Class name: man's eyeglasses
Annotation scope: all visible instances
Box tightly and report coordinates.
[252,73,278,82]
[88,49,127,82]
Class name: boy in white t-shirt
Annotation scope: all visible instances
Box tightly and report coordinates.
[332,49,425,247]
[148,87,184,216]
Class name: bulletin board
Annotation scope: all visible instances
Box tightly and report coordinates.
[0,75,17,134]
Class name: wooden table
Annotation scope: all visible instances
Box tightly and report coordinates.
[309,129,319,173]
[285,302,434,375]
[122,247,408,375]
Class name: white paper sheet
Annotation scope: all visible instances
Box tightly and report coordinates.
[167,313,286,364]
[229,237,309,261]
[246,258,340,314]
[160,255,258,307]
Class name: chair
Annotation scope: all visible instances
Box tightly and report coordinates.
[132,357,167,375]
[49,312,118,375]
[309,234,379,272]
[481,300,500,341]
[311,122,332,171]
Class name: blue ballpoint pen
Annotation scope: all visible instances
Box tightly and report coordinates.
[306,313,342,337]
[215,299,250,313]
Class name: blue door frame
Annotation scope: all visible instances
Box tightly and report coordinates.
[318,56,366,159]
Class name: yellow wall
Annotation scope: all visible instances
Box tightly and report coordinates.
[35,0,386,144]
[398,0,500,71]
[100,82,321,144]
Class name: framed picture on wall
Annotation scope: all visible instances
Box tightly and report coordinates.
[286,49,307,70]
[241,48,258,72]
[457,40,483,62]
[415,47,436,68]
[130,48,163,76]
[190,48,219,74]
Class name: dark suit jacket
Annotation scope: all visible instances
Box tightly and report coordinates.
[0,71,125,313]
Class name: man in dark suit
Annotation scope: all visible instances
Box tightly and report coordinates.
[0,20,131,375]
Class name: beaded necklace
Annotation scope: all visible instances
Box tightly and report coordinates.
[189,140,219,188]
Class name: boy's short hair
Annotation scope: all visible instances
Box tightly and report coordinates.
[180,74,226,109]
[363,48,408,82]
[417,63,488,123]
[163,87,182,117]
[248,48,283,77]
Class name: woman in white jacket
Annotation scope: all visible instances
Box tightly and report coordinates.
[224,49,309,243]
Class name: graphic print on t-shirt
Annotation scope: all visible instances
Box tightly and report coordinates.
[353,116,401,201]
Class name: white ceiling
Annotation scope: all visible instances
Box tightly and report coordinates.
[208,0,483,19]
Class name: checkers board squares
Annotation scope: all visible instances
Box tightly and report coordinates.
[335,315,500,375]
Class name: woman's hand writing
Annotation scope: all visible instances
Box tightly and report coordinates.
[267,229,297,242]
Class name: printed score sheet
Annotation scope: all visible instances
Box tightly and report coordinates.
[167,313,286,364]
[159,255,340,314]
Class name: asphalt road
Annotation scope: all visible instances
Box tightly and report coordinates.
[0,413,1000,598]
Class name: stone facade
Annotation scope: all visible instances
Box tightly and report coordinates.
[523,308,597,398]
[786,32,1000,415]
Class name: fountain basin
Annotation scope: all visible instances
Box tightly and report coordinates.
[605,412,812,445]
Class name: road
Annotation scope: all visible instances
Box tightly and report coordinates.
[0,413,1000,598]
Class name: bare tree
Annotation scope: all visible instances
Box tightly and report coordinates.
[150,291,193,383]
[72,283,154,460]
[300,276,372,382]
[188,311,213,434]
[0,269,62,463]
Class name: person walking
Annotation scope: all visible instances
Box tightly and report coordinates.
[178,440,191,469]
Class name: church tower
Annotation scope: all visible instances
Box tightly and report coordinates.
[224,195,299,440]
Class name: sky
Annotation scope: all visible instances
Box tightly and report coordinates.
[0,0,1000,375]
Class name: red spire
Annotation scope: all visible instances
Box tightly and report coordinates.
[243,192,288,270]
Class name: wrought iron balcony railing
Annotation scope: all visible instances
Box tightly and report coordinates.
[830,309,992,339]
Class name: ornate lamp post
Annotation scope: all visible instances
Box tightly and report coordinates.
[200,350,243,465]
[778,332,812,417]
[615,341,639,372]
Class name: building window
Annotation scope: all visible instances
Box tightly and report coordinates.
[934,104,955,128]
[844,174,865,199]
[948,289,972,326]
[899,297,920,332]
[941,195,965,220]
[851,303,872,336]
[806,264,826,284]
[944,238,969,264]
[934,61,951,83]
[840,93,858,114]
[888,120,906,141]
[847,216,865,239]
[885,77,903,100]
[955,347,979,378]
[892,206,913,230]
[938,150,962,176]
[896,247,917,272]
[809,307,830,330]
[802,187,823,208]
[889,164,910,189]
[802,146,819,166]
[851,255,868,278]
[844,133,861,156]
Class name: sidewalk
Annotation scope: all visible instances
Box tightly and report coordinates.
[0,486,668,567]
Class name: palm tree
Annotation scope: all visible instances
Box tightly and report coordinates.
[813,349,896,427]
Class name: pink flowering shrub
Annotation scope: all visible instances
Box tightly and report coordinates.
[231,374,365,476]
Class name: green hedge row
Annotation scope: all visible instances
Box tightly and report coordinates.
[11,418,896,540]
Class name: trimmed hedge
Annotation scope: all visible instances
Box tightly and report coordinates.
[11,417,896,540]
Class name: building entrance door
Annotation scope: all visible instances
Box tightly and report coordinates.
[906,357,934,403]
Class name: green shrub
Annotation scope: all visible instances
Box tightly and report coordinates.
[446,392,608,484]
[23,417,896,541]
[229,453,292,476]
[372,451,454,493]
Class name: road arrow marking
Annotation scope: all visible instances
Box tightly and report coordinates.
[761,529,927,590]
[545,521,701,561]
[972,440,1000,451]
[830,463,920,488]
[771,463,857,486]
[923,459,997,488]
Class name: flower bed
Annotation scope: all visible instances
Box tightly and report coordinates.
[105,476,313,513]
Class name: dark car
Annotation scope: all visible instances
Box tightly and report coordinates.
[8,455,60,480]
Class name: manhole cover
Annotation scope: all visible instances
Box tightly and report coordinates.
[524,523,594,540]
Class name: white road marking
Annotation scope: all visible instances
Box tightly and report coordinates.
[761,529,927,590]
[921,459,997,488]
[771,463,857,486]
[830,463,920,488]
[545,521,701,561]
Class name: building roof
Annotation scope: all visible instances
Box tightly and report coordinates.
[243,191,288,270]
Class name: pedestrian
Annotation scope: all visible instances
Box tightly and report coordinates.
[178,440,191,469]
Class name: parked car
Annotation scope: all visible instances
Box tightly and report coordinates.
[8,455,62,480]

▶ What you are asked to do:
Rescale the data from the line with "Class name: graphic print on t-shirt" through the line with "[615,341,639,372]", both lines included: write each of those lines out again, requests and all, with every box coordinate in the answers multiplied by 1.1 and rounded to a whole number, halves going up. Give only those lines.

▶ Output below:
Class name: graphic print on t-shirt
Annotation scope: all visible instances
Box tightly and report coordinates.
[388,128,441,221]
Class name: white ceiling
Annotation scope: all visible instances
Box tightly and report coordinates.
[229,0,531,21]
Class name: checkers board squares
Annotation scope: all visible instances
Box tightly and report coordinates.
[369,347,550,413]
Class name: woman's hand writing
Annotation scope: all visible instances
Box tightly and report coordinates.
[294,252,327,266]
Class name: printed score sheet
Annotation scope: all visible instances
Box tightly and report coordinates.
[184,344,315,400]
[175,281,374,345]
Class name: asphalt road
Annotation scope: all visible instances
Box tightly and report coordinates.
[0,454,1100,658]
Class name: stone facade
Annotation scope: all visible instances
Box tightly and report coordinates.
[575,339,657,438]
[865,35,1100,457]
Class name: fountain basin
Annotation scope: all visible instances
Box tightly and report coordinates.
[666,453,893,490]
Class name: road
Annotation scope: all visible instances
Box tightly and report coordinates.
[0,454,1100,658]
Class name: bare tree
Annotation scope: all visible instances
Box tightly and report coordinates.
[165,320,212,421]
[79,311,169,506]
[330,304,409,420]
[207,342,234,477]
[0,296,68,509]
Class name: person walking
Annotation scope: all visible instances
Box tightly and report coordinates.
[196,484,210,516]
Class name: church tower
Annotation scope: all visible instances
Box tightly and report coordinates.
[246,215,329,484]
Class name: sky
Annotation scope: all visible instances
Box tightly and report coordinates.
[0,0,1100,413]
Class name: red spire
Annotation scope: all visible instances
Box tightly and report coordinates.
[267,211,317,297]
Class name: wrought iron balcony railing
Annotation scope: all visible instances
Box tightly and report coordinates.
[913,340,1091,373]
Class name: ornate lamp post
Annotation scope: all visible instances
Box tightly and report coordinates.
[220,385,267,512]
[856,365,893,459]
[677,375,703,409]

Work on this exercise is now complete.